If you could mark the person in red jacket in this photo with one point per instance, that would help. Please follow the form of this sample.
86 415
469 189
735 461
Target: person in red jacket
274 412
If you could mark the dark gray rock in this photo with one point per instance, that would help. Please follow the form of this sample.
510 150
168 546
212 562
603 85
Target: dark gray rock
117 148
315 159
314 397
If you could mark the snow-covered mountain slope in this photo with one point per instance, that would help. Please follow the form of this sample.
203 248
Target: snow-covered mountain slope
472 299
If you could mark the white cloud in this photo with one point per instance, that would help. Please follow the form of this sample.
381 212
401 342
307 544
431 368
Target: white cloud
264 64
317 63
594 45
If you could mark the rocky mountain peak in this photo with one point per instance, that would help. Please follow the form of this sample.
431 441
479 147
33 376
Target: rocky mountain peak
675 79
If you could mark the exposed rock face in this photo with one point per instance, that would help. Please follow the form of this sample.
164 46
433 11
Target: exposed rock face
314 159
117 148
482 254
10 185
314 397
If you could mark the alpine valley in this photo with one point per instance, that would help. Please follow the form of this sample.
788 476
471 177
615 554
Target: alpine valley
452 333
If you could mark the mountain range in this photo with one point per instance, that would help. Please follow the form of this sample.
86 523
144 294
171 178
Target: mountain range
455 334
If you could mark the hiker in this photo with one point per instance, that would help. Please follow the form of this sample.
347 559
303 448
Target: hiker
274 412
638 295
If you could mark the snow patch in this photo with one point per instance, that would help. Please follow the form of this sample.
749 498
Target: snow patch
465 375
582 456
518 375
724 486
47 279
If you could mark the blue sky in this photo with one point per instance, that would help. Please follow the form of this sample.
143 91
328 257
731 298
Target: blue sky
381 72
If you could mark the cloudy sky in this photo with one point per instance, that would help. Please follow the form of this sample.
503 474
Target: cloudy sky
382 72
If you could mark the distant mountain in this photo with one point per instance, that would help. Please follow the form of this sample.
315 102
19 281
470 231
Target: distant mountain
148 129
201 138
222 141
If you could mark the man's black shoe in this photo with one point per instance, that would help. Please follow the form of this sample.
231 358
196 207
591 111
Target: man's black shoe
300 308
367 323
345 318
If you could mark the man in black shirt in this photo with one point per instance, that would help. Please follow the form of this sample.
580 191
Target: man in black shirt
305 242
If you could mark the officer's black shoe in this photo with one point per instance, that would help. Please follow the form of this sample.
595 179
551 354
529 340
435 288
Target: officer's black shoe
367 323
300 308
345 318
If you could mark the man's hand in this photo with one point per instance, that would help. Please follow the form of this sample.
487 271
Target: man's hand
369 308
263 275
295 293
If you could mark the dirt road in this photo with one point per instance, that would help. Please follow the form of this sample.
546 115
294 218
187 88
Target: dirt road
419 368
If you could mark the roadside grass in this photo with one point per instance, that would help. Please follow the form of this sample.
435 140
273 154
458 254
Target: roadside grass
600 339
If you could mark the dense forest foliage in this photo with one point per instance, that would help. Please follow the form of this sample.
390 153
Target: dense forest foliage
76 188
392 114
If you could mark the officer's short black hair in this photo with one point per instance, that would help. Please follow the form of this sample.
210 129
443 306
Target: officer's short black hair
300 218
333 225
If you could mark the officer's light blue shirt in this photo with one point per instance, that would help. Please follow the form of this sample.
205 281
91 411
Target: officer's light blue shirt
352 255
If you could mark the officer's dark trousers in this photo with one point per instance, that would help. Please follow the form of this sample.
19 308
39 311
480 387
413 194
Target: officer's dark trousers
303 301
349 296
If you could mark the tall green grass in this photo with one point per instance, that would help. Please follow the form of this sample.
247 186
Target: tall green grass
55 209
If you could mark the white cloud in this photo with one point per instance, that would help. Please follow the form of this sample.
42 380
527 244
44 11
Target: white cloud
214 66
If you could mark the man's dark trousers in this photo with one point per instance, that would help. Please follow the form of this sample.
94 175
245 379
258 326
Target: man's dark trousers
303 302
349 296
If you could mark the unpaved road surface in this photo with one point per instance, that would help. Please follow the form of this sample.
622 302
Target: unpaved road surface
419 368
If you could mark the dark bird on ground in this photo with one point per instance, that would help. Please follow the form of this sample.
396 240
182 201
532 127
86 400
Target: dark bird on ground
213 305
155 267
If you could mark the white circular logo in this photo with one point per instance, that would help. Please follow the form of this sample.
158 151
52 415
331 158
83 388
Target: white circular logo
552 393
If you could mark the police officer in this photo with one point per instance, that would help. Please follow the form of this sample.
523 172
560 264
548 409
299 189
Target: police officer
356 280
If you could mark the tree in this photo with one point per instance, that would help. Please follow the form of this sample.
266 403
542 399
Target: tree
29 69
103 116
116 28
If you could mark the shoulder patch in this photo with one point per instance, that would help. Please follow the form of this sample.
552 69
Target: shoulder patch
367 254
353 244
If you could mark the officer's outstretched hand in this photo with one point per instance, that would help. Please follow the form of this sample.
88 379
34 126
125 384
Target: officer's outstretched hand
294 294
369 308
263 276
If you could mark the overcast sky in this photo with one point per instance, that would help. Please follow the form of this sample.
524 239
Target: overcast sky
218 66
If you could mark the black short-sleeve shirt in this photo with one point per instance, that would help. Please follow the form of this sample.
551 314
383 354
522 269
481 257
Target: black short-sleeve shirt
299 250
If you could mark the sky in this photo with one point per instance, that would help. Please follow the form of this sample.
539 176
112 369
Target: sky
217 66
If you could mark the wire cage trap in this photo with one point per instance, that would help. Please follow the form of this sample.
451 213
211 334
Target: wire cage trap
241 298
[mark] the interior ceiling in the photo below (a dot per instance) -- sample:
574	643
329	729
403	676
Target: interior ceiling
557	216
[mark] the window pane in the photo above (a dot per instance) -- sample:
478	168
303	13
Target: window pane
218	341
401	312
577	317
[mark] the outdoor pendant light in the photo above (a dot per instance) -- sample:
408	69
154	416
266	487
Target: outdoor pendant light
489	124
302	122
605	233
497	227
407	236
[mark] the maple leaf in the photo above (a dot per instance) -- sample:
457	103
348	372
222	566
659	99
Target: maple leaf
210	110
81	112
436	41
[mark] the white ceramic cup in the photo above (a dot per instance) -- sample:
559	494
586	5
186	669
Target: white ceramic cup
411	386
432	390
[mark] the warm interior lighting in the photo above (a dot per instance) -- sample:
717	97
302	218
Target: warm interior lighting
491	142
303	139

# Your instructions
May I have the entries returned exactly, with every line in place?

# Written response
If you could mark the person in red jacket in this photo with one point per instance, that would help. Please follow the form of this sample.
86 415
469 189
735 461
Target: person in red jacket
274 412
If you could mark the dark gray rock in this photo with one point per instance, that would help. Please follow the form of this sample.
510 150
168 546
212 562
603 85
Target: dark gray rock
117 148
315 159
314 397
If you could mark the snow-covered mountain slope in this photo with one point per instance, that would help. Please follow the form of this sample.
203 248
Target: snow-covered mountain slope
472 299
If you could mark the white cloud in this photo with one point per instance, that would help. Please follow the form of this sample.
381 212
401 342
307 544
431 368
Target: white cloud
264 64
317 63
594 45
If you could mark the rocky mountain peak in this photo with one point per instance, that would help. Please follow the form of this sample.
431 441
479 147
33 376
Target: rocky mountain peak
675 79
If you could mark the exposed rock face in this photo with one point per instance, that would help. Please follow the form of this sample.
164 46
433 11
Target: exposed rock face
314 159
117 148
482 254
10 185
314 397
If you could mark the alpine valley in this photo with one point per instance, that would help. Please follow the form of this sample.
788 476
471 177
615 554
Target: alpine valley
452 333
If you could mark the mountain range in this photo with one point per instance, that would help. Please follow the form of this sample.
86 523
144 294
171 178
Target: mountain range
455 334
If you could mark the hiker in this photo with one point per instance, that would help. Please follow the form of this sample.
347 559
303 448
Target: hiker
274 412
638 295
If you could mark the snow patch in this photo with one point per instance, that would help. Please follow the form of this sample.
749 498
Target: snow patch
465 375
582 456
518 375
724 486
47 279
If you could mark the blue sky in this photo with one point per instance, that would help. Please follow the form of this sample.
143 91
328 257
731 298
Target: blue sky
381 72
If you could mark the cloudy sky in this photo with one point per instance, that would help. Please follow the form of this sample.
503 474
Target: cloudy sky
382 72
If you could mark the distant mountain in this photo with one point per instance, that would help. Please follow the form of this sample.
315 102
19 281
470 231
Target: distant mountain
148 129
201 138
222 141
If you could mark the man's black shoe in this photo with one point per instance, that would help. Please follow the form of this sample.
231 358
196 207
591 111
Target: man's black shoe
300 308
367 323
345 318
If you could mark the man in black shirt in this photo with one point per instance, that would help. Please follow the form of this sample.
580 191
Target: man in black shirt
305 242
If you could mark the officer's black shoe in this photo with one point per instance, that would help. Please follow the form of this sample.
595 179
551 354
529 340
435 288
Target: officer's black shoe
367 323
300 308
345 318
If you could mark the man's hand in this photo with one point per instance, that would help. Please follow the form of this sample.
487 271
Target: man's hand
369 308
263 275
295 293
If you could mark the dirt road in this photo with one point per instance, that would help. Please follow the form of this sample.
546 115
294 218
187 88
Target: dirt road
419 368
If you could mark the roadside grass in this photo with one point per instance, that would help. Please follow the form of this sample.
435 140
273 154
458 254
Target: roadside grass
600 339
If you could mark the dense forest foliage in this photo with one point per instance, that would help. Please follow the form of this sample.
390 153
Target: dense forest foliage
76 188
392 114
If you could mark the officer's short black hair in this photo with one point per instance, that would help. Please follow the form of this sample.
210 129
443 306
Target: officer's short black hair
300 218
333 225
If you could mark the officer's light blue shirt in this photo with one point per instance, that would help. Please follow the form of this sample.
205 281
91 411
Target: officer's light blue shirt
352 255
If you could mark the officer's dark trousers in this photo with one point per instance, that would help. Please follow the form of this sample.
19 308
39 311
480 387
413 194
Target: officer's dark trousers
303 301
349 296
If you could mark the tall green grass in this photo with one point per instance, that would help. Please follow the form of this sample.
247 186
Target: tall green grass
55 209
If you could mark the white cloud in this photo with one point per instance, that would help. Please follow the form of this sample.
42 380
527 244
44 11
Target: white cloud
214 66
If you could mark the man's dark trousers in this photo with one point per instance, that would help. Please follow the form of this sample.
94 175
245 379
258 326
Target: man's dark trousers
303 302
349 296
If you could mark the unpaved road surface in this photo with one point per instance, that would help. Please follow the form of this sample.
622 302
Target: unpaved road surface
419 368
If you could mark the dark bird on ground in this photo with one point per instance, that would help. Please follow the form of this sample.
396 240
182 201
532 127
86 400
Target: dark bird on ground
213 305
155 267
If you could mark the white circular logo in this photo with one point per instance, that would help. Please follow the form of this sample.
158 151
52 415
331 158
83 388
Target: white circular logo
552 393
If you could mark the police officer in this photo with one point per instance, that would help. Please follow the form of this sample.
523 172
560 264
548 409
299 189
Target: police officer
356 280
If you could mark the tree in this photo with one point per instance, that would help. Please follow the form of this sample.
266 403
542 399
Target: tree
29 69
103 116
116 28
If you could mark the shoulder patch in this photo with one point per instance, that would help. Please follow the form of this sample.
552 69
Target: shoulder patch
367 254
353 244
If you could mark the officer's outstretched hand in this photo with one point per instance, that would help. Please follow the form of this sample.
88 379
34 126
125 384
Target: officer's outstretched hand
294 294
369 308
263 276
If you could mark the overcast sky in this photo with one point per instance, that would help. Please follow the form of this sample.
524 239
Target: overcast sky
218 66
If you could mark the black short-sleeve shirt in this photo with one point per instance, that would help. Please follow the form of this sample.
551 314
383 354
522 269
481 257
Target: black short-sleeve shirt
299 250
If you could mark the sky in this photo with one point per instance, that would help. Please follow the form of this sample.
539 176
112 369
Target: sky
217 66
If you could mark the wire cage trap in this photo with one point per instance, that would help. Please follow the form of this sample.
451 213
211 334
Target: wire cage trap
241 298
[mark] the interior ceiling in the photo below (a dot per instance) -- sample:
574	643
329	729
403	676
Target: interior ceiling
557	216
[mark] the window pane in the photo above (a dot per instance) -- sample:
478	168
303	13
Target: window pane
218	341
401	312
577	317
[mark] the outdoor pendant light in the photo above (a dot per instance) -- sample:
408	69
154	416
266	487
Target: outdoor pendant light
489	124
302	122
605	233
497	227
407	236
[mark] the maple leaf in the photo above (a dot per instance) -- sample:
457	103
348	372
222	566
659	99
Target: maple leaf
210	110
81	112
436	41
[mark] the white ceramic cup in the photo above (a dot per instance) -- sample:
559	494
586	5
186	669
Target: white ceramic cup
411	386
432	390
[mark] the warm interior lighting in the photo above (a dot per instance) -- sample:
717	97
302	218
Target: warm interior lighting
491	142
303	139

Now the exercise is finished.